• **Stated exercise**: Your task is to copy every line of this material exactly.

--- Records shown ---

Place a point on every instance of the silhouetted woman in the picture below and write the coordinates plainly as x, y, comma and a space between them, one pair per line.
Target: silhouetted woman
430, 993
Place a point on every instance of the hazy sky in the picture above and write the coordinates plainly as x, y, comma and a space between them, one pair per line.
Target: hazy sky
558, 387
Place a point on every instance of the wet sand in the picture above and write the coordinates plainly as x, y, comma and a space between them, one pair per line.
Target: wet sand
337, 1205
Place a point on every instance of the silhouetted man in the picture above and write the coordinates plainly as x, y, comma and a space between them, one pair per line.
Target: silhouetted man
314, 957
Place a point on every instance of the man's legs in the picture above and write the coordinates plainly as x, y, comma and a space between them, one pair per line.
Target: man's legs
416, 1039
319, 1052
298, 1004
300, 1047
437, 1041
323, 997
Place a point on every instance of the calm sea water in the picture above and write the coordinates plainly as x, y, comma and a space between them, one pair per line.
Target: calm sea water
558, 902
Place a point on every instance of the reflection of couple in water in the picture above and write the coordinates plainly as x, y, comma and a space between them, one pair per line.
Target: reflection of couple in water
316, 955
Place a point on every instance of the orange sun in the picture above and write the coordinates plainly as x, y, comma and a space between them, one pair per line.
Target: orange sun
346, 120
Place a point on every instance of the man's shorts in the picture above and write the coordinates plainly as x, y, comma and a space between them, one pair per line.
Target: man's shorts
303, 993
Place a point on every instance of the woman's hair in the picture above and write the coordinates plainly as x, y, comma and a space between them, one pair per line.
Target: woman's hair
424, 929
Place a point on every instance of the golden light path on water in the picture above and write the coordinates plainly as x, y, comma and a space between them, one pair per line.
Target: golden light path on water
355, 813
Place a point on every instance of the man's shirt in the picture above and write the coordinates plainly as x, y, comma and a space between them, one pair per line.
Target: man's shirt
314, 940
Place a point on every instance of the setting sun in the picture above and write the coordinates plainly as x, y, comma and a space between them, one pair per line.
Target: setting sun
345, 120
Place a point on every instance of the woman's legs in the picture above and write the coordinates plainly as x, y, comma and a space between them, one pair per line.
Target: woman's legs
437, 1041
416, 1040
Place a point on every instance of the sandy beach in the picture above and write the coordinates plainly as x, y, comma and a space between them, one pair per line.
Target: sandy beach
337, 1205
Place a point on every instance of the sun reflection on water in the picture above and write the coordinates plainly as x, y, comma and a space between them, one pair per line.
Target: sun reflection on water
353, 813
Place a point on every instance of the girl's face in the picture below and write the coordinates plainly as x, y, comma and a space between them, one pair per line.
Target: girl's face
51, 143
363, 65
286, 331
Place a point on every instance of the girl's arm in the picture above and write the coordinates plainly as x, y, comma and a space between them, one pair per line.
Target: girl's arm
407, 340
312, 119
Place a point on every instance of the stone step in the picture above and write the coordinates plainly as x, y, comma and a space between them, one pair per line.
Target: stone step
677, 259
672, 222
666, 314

---

• **Solution to this problem**:
Place a point on every instance of the silhouetted woman in the picture below and write the coordinates plainly as x, y, comma and a space between them, one pair per line.
Target: silhouetted woman
430, 993
Place a point on every instance of the hazy sky in the picture above and write the coordinates plainly as x, y, comma and a space between them, one pair per line.
Target: hazy sky
558, 387
Place a point on every instance of the wet sand in the picture above and write the coordinates plainly as x, y, comma and a space between them, one pair per line.
Target: wet sand
337, 1205
Place a point on every instance of the silhouetted man in the picture above and write the coordinates plainly as x, y, comma and a space between them, one pair per line.
Target: silhouetted man
314, 957
Place a point on every instance of the man's legs in the picture above and write the coordinates plainly as x, y, comma and a space between them, one pair per line.
Target: man's legs
416, 1039
319, 1052
298, 1004
300, 1047
437, 1041
323, 997
Place a point on every instance of the calm sea water in the picture above and write the coordinates plainly as x, y, comma and a space between them, one pair per line.
Target: calm sea water
558, 902
Place a point on every instance of the reflection of couple in water in the picture above and write the coordinates plainly as x, y, comma and a space between them, one pair per line.
Target: reflection of couple in water
316, 955
Place a point on every instance of the orange sun in the picture above and write the coordinates plainly as x, y, comma and a space between them, one pair per line.
Target: orange sun
346, 120
Place a point on every instance of the man's shorts in the picture above and write the coordinates plainly as x, y, comma and a space between them, one pair per line.
Target: man's shorts
303, 993
Place a point on every instance of the woman's hair in the picture above and write the coordinates plainly as x, y, comma and a space between them, one pair per line.
Target: woman's hair
424, 929
Place a point on every instance of the golden light path on water in the picture above and write the coordinates plainly as x, y, comma and a space between them, one pair per line.
Target: golden light path on water
355, 813
Place a point on every instance of the man's shirt in the picture above and write the coordinates plainly as x, y, comma and a space between them, one pair per line.
Target: man's shirt
314, 940
Place a point on every instance of the setting sun in the picture above and write the coordinates plainly as x, y, comma and a space between them, one pair per line.
Target: setting sun
345, 120
Place a point on every instance of the woman's legs in the picture above and write the coordinates plainly as x, y, comma and a space between them, one pair per line.
Target: woman's legs
437, 1041
416, 1040
Place a point on every instance of the sandy beach in the picture above and write the coordinates plainly as x, y, comma and a space between them, one pair per line.
Target: sandy beach
337, 1205
Place a point on every instance of the sun reflection on water in the picture above and write the coordinates plainly as x, y, comma and a space between them, one pair per line.
Target: sun reflection on water
353, 813
Place a point on every instance of the girl's face in the picture below and write the coordinates plainly as x, y, comma and a space between them, one pair per line.
Target: girl's face
51, 143
363, 65
286, 331
Place a point on every instance of the girl's arm in the picture above and write the coordinates plainly as x, y, comma and a space between them, one pair per line.
Target: girl's arm
407, 340
312, 119
Place a point on every instance of the stone step in the picture above and write the coordinates plainly as x, y, comma and a space between them, one pair per line.
Target: stone step
677, 259
672, 222
666, 314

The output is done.